Saved entries:
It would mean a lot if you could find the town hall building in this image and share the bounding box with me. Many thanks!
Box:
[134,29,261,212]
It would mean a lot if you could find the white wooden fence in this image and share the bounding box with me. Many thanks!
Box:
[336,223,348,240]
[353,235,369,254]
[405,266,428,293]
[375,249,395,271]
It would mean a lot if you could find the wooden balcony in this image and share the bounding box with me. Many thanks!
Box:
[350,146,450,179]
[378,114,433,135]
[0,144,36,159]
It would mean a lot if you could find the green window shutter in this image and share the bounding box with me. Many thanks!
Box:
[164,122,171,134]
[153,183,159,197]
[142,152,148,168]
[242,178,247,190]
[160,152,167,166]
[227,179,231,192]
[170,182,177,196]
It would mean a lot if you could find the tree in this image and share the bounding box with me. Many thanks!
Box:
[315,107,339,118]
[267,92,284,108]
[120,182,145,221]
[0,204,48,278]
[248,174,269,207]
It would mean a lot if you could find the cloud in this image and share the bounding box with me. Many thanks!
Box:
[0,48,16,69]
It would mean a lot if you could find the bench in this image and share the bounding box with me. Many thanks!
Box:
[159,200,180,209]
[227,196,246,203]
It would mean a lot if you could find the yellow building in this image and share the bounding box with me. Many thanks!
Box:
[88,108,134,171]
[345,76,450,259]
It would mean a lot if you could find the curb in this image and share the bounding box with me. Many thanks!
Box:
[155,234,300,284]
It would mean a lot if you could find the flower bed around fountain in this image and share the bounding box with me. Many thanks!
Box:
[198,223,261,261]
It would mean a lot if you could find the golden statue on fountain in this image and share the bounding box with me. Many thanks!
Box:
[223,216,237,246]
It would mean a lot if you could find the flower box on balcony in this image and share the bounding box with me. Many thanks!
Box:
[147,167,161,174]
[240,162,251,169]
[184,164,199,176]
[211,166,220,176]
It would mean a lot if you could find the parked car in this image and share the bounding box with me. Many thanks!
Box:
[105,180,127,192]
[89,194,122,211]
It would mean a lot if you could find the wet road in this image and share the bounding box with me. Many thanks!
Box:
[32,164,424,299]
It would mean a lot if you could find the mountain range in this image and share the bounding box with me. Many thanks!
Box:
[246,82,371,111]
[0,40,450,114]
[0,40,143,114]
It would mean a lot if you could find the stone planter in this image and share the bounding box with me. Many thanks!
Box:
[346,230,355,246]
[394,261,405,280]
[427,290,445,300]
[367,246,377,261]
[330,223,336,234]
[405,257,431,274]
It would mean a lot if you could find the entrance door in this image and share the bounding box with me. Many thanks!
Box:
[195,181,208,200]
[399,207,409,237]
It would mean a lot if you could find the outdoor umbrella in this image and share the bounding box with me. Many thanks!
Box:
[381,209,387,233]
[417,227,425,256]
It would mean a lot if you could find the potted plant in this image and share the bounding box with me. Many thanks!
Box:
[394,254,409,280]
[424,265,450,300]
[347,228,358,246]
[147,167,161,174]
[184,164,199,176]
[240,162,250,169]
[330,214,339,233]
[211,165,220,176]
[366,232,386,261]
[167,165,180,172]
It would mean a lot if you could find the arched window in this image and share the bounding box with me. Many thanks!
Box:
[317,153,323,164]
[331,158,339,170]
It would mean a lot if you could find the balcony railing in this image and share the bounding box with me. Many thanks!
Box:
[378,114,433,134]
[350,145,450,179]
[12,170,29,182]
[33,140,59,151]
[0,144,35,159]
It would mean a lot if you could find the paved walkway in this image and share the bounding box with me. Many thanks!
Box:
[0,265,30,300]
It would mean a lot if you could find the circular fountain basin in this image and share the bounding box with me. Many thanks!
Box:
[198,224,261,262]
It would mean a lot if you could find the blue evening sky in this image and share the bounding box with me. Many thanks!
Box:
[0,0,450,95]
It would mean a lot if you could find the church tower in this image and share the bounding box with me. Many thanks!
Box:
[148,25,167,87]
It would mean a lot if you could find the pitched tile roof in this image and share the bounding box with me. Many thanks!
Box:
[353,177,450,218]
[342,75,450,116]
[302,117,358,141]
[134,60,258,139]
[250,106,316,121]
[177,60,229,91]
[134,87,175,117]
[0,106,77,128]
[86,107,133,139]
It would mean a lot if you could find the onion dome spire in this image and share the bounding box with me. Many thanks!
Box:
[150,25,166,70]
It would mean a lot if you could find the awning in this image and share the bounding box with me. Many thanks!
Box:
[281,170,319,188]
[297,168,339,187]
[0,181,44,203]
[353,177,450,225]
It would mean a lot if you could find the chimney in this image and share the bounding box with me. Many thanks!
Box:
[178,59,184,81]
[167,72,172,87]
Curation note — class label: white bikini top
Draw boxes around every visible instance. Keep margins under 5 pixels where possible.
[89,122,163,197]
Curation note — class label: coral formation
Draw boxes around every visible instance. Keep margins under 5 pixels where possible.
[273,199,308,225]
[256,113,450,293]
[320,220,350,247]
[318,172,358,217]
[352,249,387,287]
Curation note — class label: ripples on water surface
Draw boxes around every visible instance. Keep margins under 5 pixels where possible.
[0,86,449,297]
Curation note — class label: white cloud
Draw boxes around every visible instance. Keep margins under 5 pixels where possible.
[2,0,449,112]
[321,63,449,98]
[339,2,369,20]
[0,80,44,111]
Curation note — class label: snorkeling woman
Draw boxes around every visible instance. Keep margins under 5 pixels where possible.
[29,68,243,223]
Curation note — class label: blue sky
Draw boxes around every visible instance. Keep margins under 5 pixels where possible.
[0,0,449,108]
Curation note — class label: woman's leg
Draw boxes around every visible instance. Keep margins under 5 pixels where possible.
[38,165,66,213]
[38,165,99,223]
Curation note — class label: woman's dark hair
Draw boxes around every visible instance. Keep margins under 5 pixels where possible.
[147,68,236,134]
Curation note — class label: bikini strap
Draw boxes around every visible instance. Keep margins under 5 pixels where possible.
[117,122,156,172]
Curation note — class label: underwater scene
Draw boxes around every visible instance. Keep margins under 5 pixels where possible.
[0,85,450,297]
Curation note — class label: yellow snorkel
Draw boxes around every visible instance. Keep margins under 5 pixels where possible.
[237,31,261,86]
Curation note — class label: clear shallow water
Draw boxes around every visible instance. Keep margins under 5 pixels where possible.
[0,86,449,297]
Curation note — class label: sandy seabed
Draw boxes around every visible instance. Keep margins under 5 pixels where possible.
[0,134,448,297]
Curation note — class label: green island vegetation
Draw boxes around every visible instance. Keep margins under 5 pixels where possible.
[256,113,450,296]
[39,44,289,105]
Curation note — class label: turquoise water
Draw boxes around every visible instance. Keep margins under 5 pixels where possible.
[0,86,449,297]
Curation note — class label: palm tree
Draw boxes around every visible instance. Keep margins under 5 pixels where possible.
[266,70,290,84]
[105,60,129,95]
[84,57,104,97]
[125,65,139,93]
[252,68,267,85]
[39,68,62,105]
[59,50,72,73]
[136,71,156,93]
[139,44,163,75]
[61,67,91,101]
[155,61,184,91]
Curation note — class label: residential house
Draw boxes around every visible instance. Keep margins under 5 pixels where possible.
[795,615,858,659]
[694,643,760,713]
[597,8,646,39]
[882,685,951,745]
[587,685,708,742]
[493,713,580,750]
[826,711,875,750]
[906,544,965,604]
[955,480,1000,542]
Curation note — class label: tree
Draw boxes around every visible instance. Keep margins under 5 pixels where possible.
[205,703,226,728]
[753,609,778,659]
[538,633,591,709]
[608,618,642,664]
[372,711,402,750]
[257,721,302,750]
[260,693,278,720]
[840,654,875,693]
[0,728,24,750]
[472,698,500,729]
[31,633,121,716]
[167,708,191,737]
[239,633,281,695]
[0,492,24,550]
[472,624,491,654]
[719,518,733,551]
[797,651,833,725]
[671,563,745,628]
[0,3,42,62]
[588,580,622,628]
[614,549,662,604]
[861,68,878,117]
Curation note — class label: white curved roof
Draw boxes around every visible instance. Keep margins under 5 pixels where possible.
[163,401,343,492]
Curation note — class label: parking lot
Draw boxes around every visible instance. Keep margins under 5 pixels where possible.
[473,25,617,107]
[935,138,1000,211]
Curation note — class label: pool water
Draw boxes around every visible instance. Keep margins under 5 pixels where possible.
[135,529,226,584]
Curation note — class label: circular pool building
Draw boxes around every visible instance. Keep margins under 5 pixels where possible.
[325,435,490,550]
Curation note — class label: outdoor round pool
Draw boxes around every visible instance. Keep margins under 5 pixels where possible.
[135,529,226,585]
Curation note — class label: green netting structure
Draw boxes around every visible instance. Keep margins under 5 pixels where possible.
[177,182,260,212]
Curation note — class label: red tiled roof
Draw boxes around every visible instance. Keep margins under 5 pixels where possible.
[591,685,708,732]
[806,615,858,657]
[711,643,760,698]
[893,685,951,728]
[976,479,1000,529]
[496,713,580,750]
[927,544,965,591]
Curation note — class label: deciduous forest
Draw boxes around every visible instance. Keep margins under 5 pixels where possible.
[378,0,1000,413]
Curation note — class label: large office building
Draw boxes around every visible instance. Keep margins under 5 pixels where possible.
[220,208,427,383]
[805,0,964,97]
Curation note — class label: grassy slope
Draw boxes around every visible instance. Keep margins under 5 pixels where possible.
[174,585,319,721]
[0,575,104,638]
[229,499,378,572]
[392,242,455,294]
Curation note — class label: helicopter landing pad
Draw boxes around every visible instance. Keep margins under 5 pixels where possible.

Task to complete -> Please rewrite the records from the first line through the line containing "[0,144,36,159]", swapping "white wooden fence" for "picket fence" and leaving everything else the same.

The response ->
It would mean a lot if you could find the town hall building in this image and share the bounding box with me. Many thanks!
Box:
[134,29,261,212]
It would mean a lot if you could find the picket fence in this image and share the bounding box with me. Many thanks!
Box:
[336,223,348,240]
[353,235,369,254]
[405,266,428,293]
[375,249,395,271]
It would mean a lot if you could find the wooden balcony in this image and share the bounding box with me. Many thanks!
Box:
[350,146,450,179]
[378,114,433,135]
[0,144,36,159]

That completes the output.